» **Goal**
For each statement, say yes or no to whether it agrees with the load balancer description below, and quote the words of the text that decide it. (a) Workers send their résumés to load balancers only when a load balancer connects to them. (b) The host classifier removes a leading "www." from Host header values. (c) The workers accept HTTP requests directly.

» **Document excerpt**
============================================================

Skip to main content

Résumé-based WSGI load balancer

Project description

This package provides a load balancer for WSGI applications that sorts requests into request classes and assigns requests of a given class to the same workers.

The load balancer can benefit you if you have an application that:

  • has too much load (or is too slow) to be handled by a single process,

  • has a working set that is too large to fit in the caches used by your process, and

  • there is a way to classify requests so that there is little overlap in the working sets of the various classes.

If what’s above applies to you (or if you’re curious), read on.

Architecture

An application deployed using the load balancer consistes of one or more load balancers, and multiple workers. Web requests come into the load balancers, are converted to WSGI environments and requests, in environment form, are handed over to workers over long-lived multi-plexed connections.

Workers compute résumés, which are dictionaries mapping request classes to scores, which are average requests per second. Workers send load balancers their résumés periodically, and when load balancers connect to them.

Multiple load balancers can be used for redundancy or load distribution. Résumés are managed by workers to assure that load balancer’s have the same information about worker skills.

Status

The current version of the load-balancer should be considered experimental. We’re currently testing it in production.

The documentation is a bit thin, but there are extensive doctests.

Request Classification

You need to provide a request-classification function that takes a WSGI environment and returns a request class string.

Two classifiers are built-in:

host

The host classifier uses HTTP Host header values, normalized by removing leading “www.” prefixes, if present.

re_classifier

A general classifier (factory) that applies a regular expression with a class group to an environment value.

For example, to use the first step in a request URL path, you’d use the following request-classifier option to one of the load-balancer scripts described below:

-r 'zc.resumelb.lb:re_classifier("PATH_INFO",r"/(?P<class>[^/]+)")'

Deployment

Deploying the load balancer requires deploying each of the workers, and deploying the load balancer(s) itself. The workers are deployed much like any WSGI stack. The workers serve as WSGI servers, even though they don’t accept HTTP requests directly.

There are two built-in strategies for deploying applications, depending on whether you’re willing to drink some ZooKeeper kool-aid.

If you use ZooKeeper, workers can bind to ephemeral ports and register them with ZooKeeper. The load balancer monitors ZooKeeper and adds and removes workers to it’s pool as worker processes are worker processes are started and stopped.

Basic deployment

The basic deployment is the easiest to get up and running quickly.

============================================================

» **Dataset excerpt**
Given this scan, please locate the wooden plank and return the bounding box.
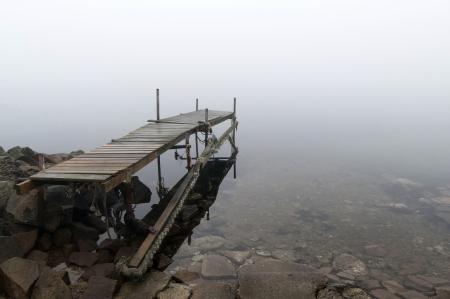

============================================================

» **The answer**
(a) No: "Workers send load balancers their résumés periodically, and when load balancers connect to them."
(b) Yes: "normalized by removing leading “www.” prefixes, if present."
(c) No: "even though they don’t accept HTTP requests directly."